» **TASK TO COMPLETE**
All entries are to be quoted exactly; the images stay out of the copy.

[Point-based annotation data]
####

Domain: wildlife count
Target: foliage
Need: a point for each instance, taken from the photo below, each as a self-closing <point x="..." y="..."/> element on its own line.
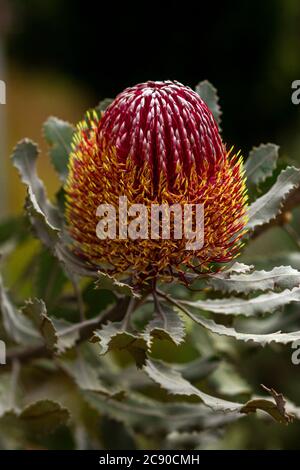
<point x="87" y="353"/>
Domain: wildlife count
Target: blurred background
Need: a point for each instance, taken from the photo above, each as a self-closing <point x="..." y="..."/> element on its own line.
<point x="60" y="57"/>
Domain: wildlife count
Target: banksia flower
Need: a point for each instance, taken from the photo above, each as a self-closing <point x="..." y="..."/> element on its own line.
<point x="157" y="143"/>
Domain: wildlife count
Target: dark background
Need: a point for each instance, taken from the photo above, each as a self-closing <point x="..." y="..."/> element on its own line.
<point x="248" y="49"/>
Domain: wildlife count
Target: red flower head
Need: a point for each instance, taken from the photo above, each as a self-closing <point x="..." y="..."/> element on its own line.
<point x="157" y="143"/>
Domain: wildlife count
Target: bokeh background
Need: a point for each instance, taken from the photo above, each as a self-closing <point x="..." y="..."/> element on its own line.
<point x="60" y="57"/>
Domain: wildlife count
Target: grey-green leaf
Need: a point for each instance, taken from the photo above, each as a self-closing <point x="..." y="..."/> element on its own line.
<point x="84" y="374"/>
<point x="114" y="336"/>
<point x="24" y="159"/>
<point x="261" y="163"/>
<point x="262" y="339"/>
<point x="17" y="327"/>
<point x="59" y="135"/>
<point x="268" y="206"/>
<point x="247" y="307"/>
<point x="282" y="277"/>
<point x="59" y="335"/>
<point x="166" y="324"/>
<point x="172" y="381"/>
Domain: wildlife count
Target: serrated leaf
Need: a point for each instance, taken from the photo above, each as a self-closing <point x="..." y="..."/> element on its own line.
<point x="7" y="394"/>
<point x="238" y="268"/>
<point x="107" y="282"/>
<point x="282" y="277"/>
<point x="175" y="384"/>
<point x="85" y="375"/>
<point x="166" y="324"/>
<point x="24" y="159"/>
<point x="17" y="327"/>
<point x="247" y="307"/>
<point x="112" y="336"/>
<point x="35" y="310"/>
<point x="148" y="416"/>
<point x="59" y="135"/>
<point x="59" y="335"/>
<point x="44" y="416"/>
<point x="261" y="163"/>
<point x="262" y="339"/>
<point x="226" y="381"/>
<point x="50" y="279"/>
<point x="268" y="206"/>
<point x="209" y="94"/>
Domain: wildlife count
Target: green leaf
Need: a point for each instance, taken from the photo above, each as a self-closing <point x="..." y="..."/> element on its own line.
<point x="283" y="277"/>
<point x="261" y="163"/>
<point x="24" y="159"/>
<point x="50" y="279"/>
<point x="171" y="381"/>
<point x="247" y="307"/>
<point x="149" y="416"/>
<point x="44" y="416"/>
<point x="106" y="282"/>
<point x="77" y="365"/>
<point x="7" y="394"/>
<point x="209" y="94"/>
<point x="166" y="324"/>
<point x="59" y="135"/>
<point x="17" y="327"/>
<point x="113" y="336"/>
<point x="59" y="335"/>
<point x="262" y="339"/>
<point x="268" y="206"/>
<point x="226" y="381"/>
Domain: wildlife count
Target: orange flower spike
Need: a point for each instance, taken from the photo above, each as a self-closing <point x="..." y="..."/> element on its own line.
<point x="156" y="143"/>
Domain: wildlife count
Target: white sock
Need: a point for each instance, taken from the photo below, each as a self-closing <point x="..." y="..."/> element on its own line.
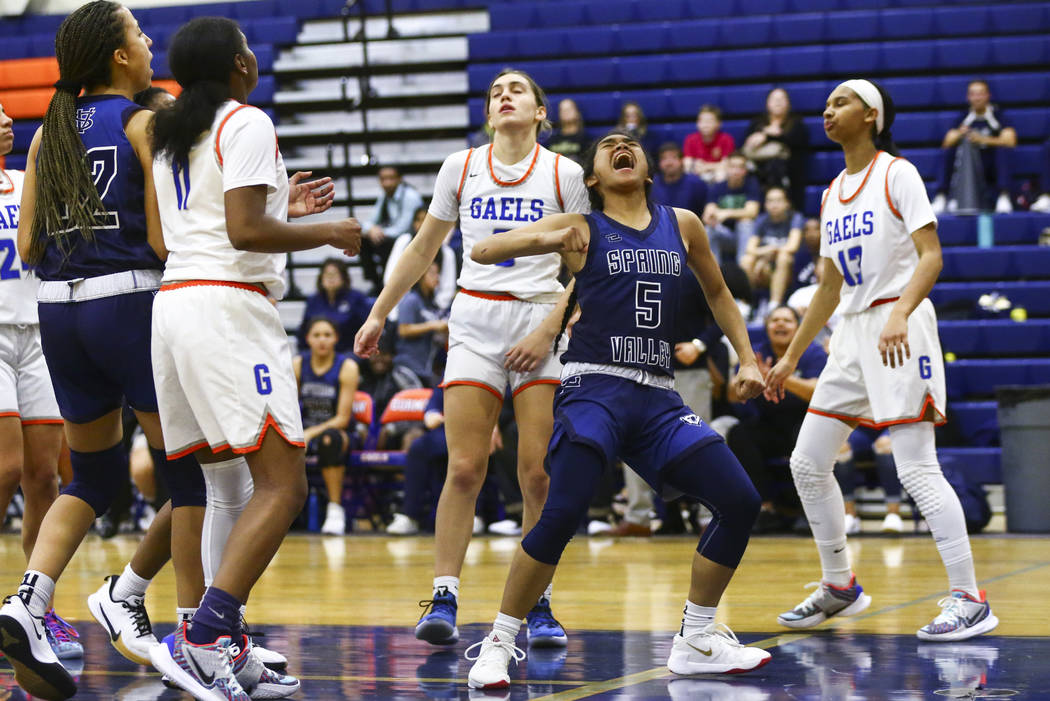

####

» **PROBLEM SOLUTION**
Domain: wildlife count
Target: foliage
Need: a point for each instance, taken from the photo below, each as a self-closing <point x="..." y="..."/> element on its own line.
<point x="87" y="353"/>
Domain: wildlife count
Target: blurred background
Need: a point for each instance, taken from the photo above, each as a self-closing <point x="..." y="..."/> element on its own line.
<point x="60" y="57"/>
Domain: wildlife count
Target: banksia flower
Need: a point for each instance, taken from the photo above, each as a self-closing <point x="..." y="..."/> element on its own line.
<point x="157" y="143"/>
Domain: wildlife count
Target: dark background
Need: a point for each instance, taken from the photo above, each as a self-closing <point x="..." y="..."/> element on its own line.
<point x="248" y="49"/>
Domain: wildlife count
Target: red flower head
Need: a point for each instance, taken from the photo above, each as a self-closing <point x="..." y="..."/> element on its own line.
<point x="157" y="143"/>
Domain: wildlife count
Target: bokeh background
Need: a point for each instance, taken from the photo above, each as a self-closing <point x="..." y="..."/> element on its own line.
<point x="60" y="57"/>
Domain: wildlife count
Target: grey-green leaf
Need: a point for each instance, taken from the photo above, each as a self-closing <point x="..." y="..."/> element on its own line.
<point x="84" y="374"/>
<point x="114" y="336"/>
<point x="24" y="159"/>
<point x="261" y="163"/>
<point x="262" y="339"/>
<point x="17" y="327"/>
<point x="59" y="135"/>
<point x="268" y="206"/>
<point x="247" y="307"/>
<point x="282" y="277"/>
<point x="59" y="335"/>
<point x="166" y="324"/>
<point x="172" y="381"/>
Domain: wildlife count
Target: serrated leaf
Need: a point for each instance, taken from the photo above, each as a self-closing <point x="..." y="..."/> element on its own line.
<point x="7" y="394"/>
<point x="238" y="268"/>
<point x="107" y="282"/>
<point x="282" y="277"/>
<point x="175" y="384"/>
<point x="85" y="375"/>
<point x="166" y="324"/>
<point x="24" y="159"/>
<point x="17" y="327"/>
<point x="247" y="307"/>
<point x="112" y="336"/>
<point x="35" y="310"/>
<point x="148" y="416"/>
<point x="59" y="135"/>
<point x="59" y="335"/>
<point x="44" y="416"/>
<point x="261" y="163"/>
<point x="262" y="339"/>
<point x="226" y="381"/>
<point x="50" y="279"/>
<point x="268" y="206"/>
<point x="209" y="94"/>
Domain: wildlife count
Target: green leaf
Need: a point for each instance, taken from the photo above, each as a self-closing <point x="..." y="..."/> element on its own line.
<point x="283" y="277"/>
<point x="261" y="163"/>
<point x="24" y="159"/>
<point x="50" y="279"/>
<point x="171" y="381"/>
<point x="247" y="307"/>
<point x="149" y="416"/>
<point x="44" y="416"/>
<point x="106" y="282"/>
<point x="77" y="365"/>
<point x="7" y="394"/>
<point x="209" y="94"/>
<point x="166" y="324"/>
<point x="59" y="135"/>
<point x="17" y="327"/>
<point x="113" y="336"/>
<point x="59" y="335"/>
<point x="262" y="339"/>
<point x="268" y="206"/>
<point x="226" y="381"/>
Domain: wildlife count
Target: orange flower spike
Need: a point for each instance, taken from the photo above, each as a self-closing <point x="..." y="..."/> element on its own line.
<point x="156" y="143"/>
Domain: wildlife count
Target: white sock
Need: a point for each instance, taken from the photo below, each as a self-closing <point x="..." y="..."/> element on its own line.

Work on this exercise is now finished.